***** TEXT BLOCK

Disinfection by-products DBPs form when disinfectants are added to drinking water and react with naturally occurring organic matter. Chlorine, the most widely used primary disinfectant, reacts with naturally occurring organic matter to form a range of unwanted by-products such as the trihalomethanes THMs which include chloroform, bromodichloromethane BDCM , chlorodibromomethane DBCM , and the haloacetic acids HAAs , such as monochloroacetate, dichloroacetate, and trichloroacetate. Exposure to DBPs occurs through ingestion of water or through inhalation and absorption during showering, bathing, and swimming.
While there is some concern that these chemicals may pose a health risk, the potential risks arising from not treating drinking water are considerably greater, and the disinfection of water should never be compromised as a result. The developing nervous system is more susceptible than the adult brain to the disrupting effect of toxic chemicals [ 5 ]. The lengthy period of brain development and the extensive number of processes needed to take place contribute to the susceptibility of the developing nervous system.
In the 9 months of pregnancy, the human brain and spinal cord must develop from a thin strip of cells along the back of the embryo into a complex organ comprised of billions of precisely located, highly interconnected, and specialized cells. Brain development requires that neurons move along precise pathways from their points of origin to their assigned location, that they establish connections with other cells near and distant, and that they learn to intercommunicate.
Each connection between and among neurons must be precisely established at a particular point in development, and redundant connections need to be pruned away through programmed cell death, apoptosis. All these processes must take place within a tightly controlled time frame, in which each developmental state must be reached on schedule and in the correct sequence. Critical windows of vulnerability, which exist only in the 9 months of pregnancy and to a lesser extent in early childhood, are unique to early brain development.
They have no counterpart in adult life. Exposure to toxic chemicals during these windows of vulnerability can cause devastating damage to the brain and nervous system. Any toxic or other environmental exposure that interferes with the tightly orchestrated sequence of events involved in brain formation is likely to have profound effects on intellect, behavior, and other functions.

**********
***** DATASET CONTENT

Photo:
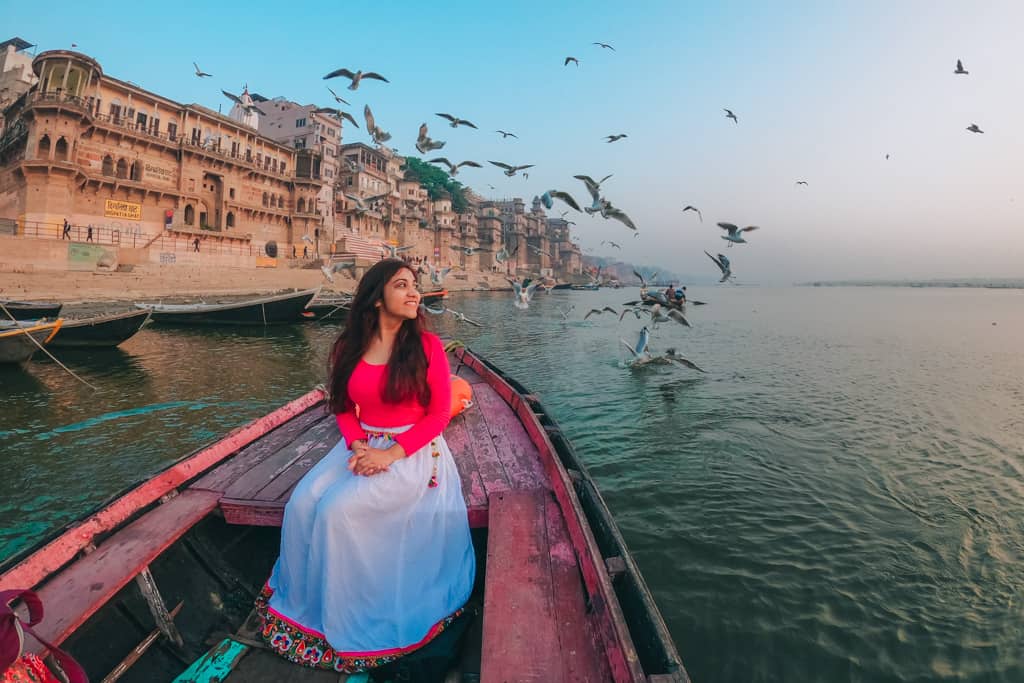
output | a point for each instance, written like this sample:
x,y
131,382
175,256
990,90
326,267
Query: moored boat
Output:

**********
***** DATASET CONTENT

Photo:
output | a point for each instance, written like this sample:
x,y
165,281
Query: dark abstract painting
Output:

**********
***** DATASET CONTENT

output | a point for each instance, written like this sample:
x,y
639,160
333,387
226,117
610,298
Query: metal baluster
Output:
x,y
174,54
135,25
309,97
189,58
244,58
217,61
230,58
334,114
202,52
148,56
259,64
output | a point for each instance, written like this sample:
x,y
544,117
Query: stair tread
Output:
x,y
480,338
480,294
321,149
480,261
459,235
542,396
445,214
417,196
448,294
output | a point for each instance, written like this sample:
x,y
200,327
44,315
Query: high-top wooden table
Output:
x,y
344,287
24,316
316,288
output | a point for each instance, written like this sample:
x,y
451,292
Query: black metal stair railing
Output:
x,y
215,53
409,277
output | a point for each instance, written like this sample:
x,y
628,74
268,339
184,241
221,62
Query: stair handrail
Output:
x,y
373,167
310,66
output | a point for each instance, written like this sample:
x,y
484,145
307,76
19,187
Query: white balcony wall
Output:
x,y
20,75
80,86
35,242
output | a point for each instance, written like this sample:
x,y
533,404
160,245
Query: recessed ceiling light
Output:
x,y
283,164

**********

EXERCISE AIM: Reproduce the stretch of the passage on disinfection by-products from "While there is" through "developing nervous system.". Rely only on the passage on disinfection by-products.

EXERCISE RESPONSE:
While there is some concern that these chemicals may pose a health risk, the potential risks arising from not treating drinking water are considerably greater, and the disinfection of water should never be compromised as a result. The developing nervous system is more susceptible than the adult brain to the disrupting effect of toxic chemicals [ 5 ]. The lengthy period of brain development and the extensive number of processes needed to take place contribute to the susceptibility of the developing nervous system.